### ВОПРОСЫ ПО МАТЕРИАЛУ
[1] Проверьте по фрагменту о роспуске Думы, верны ли утверждения: (а) фельдъегерь прибыл уже на рассвете; (б) указ о назначении Столыпина Горемыкин оставил у себя; (в) после роспуска Думы в Петербурге начались волнения. На каждое ответьте «да» или «нет» и процитируйте без изменений решающие слова фрагмента.
[2] Напишите продолжение фрагмента о роспуске Думы, которое начинается сразу после реплики «Детская игра!».

### ЦИТИРУЕМЫЙ ФРАГМЕНТ
--- --- ---

Но это не успокаивало. Попросили секретаря позвонить в походную канцелярию царя и узнать, не выехал ли фельдъегерь (если бы указ был подписан, то он должен быть выслан специальным нарочным, фельдъегерем) . Из походной канцелярии ответили, что фельдъегерь не выезжал. Тревога усилилась. Горемыкин уже поднял вопрос о том, как быть, как отменить принятые меры. Увести военный караул из Таврического дворца было еще можно, хотя это, конечно, стало бы известно и поставило бы правительство в очень неприятное положение. Но как убедить газеты не печатать официального сообщения о роспуске Государственной Думы? Сидели как на похоронах Наконец, уже на рассвете вошел дежурный секретарь и радостно сообщил: – Прибыл только что фельдъегерь, – и передал Горемыкину пакет. Иван Логгинович торопливо вскрыл его, развернул бумагу и радостно заявил:

Слава Богу, подписаны.

Все облегченно вздохнули. Это были указы о роспуске Думы и о назначении Столыпина. Горемыкин передал последний указ Петру Аркадьевичу со словами: Поздравляю! Теперь ваше дело.

Столыпин поблагодарил. Еще несколько минут посидели, поговорили, в совсем иных уже тонах, и разъехались домой.

Это была одна из самых трагикомических ночей, какие я переживал в своей жизни.

Я поехал на службу принимать очередные доклады. Как я и ожидал, никаких восстаний не произошло, и в Петербурге все прошло спокойно. Депутаты поехали в Выборг и подписали там известное воззвание: не платить податей, не давать новобранцев правительству. Столыпин смеялся:

Детская игра!

--- --- ---

### ВЫБОРКА ДАННЫХ

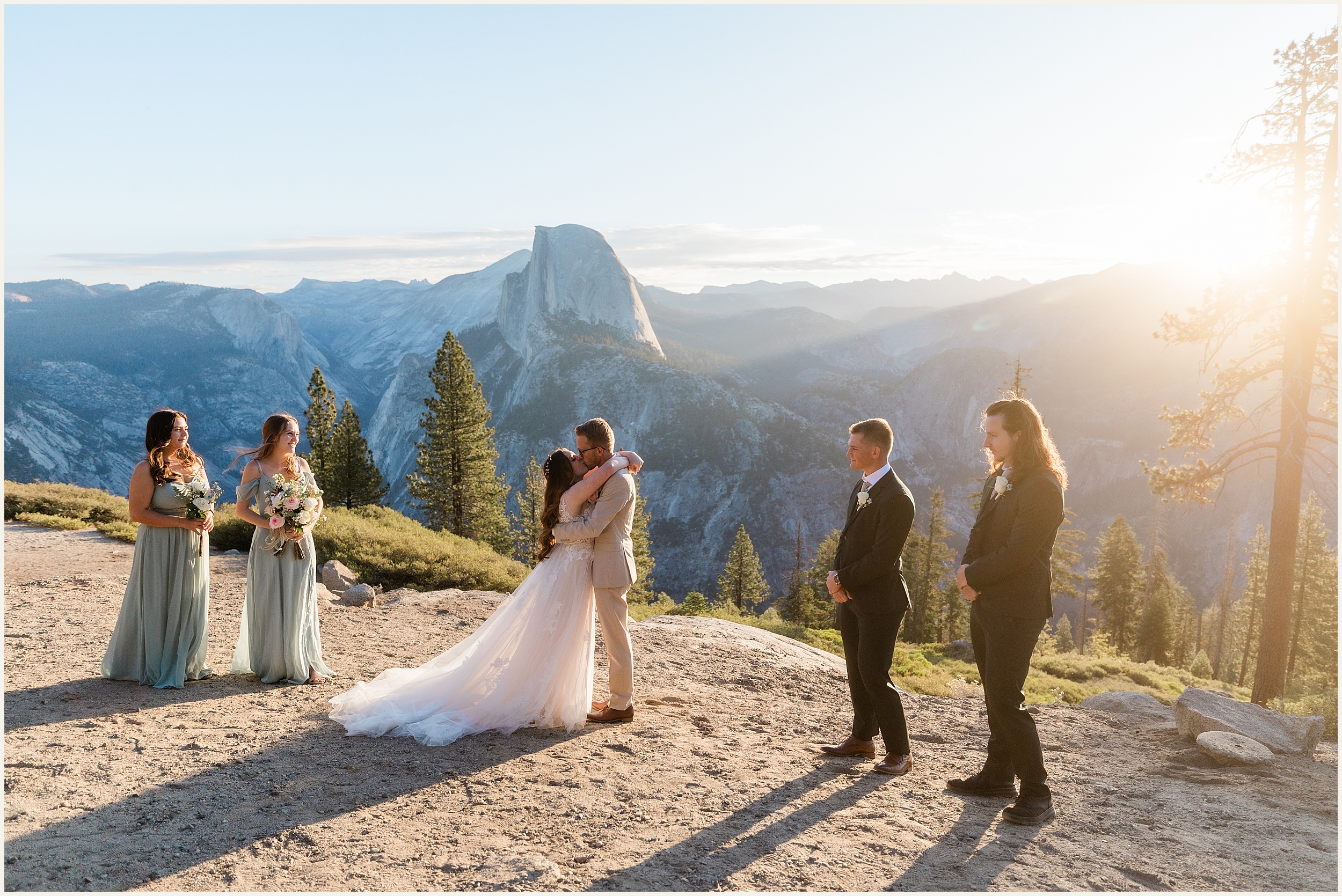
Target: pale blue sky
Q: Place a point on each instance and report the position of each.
(256, 145)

--- --- ---

### РЕШЁННЫЕ ЗАДАНИЯ
[1]
(а) Да: «Наконец, уже на рассвете вошел дежурный секретарь».
(б) Нет: «Горемыкин передал последний указ Петру Аркадьевичу».
(в) Нет: «никаких восстаний не произошло, и в Петербурге все прошло спокойно».

[2]
Очень понравилась ему шутка, ходившая по городу, что депутаты поехали в Выборг крендели лечь.

Дня через два Столыпин поехал к царю представляться как председатель Совета министров. Я поехал с ним для охраны. Пока он был у царя, я зашел к Трепову. Прежде он ко мне относился очень хорошо, теперь был больше чем раздражен против меня.

Посмотрим, – сказал он резким тоном, – как вы с вашим Столыпиным справитесь, когда вся Россия загорится из-за вашей опрометчивости.

Я не такой человек, чтобы молча спускать. В словах Трепова было явное желание оскорбить меня. Я отвечал ему в том же тоне. Мы расстались холодно. Это была моя последняя встреча с ним.

На обратном пути Столыпин был оживлен и весел. Было ясно, что царь принял его очень ласково, но подробностей мне тогда Столыпин не рассказал.

Несколько позже вспыхнули восстания в Кронштадте, Свеаборге, Ревеле. Но серьезного значения они не имели. Аппарат власти функционировал точно, и сомнения в том, что восстания будут раздавлены, ни на один момент не было.

81

К этим дням относятся переговоры Столыпина с представителями умеренных общественных кругов – А.И.Гучковым, Д.Н.Шиповым и другими. Столыпину очень хотелось получить их в состав министерства. Он не раз высказывался в этом духе. Но эта попытка не удалась.

Зато с Треповым было покончено. Его влияние сразу резко упало. Столыпин с самого начала добился крупного нововведения. Раньше все резолюции царя на докладах министров контрассигновывались Треповым, что придавало Трепову большое политическое значение. Столыпин добился того, что право контрассигнации царских резолюций стало принадлежать министрам. Вначале он хотел, чтобы это право принадлежало только председателю Совета министров, но это не прошло. Впоследствии Столыпин мне говорил, что он сам отказался от этой своей первоначальной мысли, так как в случае ее осуществления были бы обижены все остальные министры, лишавшиеся таким образом очень важного права. Вскоре затем был нанесен Трепову новый удар. Царь уехал в шхеры на свою обычную летнюю прогулку и, вопреки всем традициям, не взял с собой дворцового коменданта. Для всех, кто понимал отношения при Дворе, было ясно, что это означает прямую немилость. Так ее воспринял и Трепов. Но отставки не последовало. Вскоре Трепов заболел и умер от разрыва сердца.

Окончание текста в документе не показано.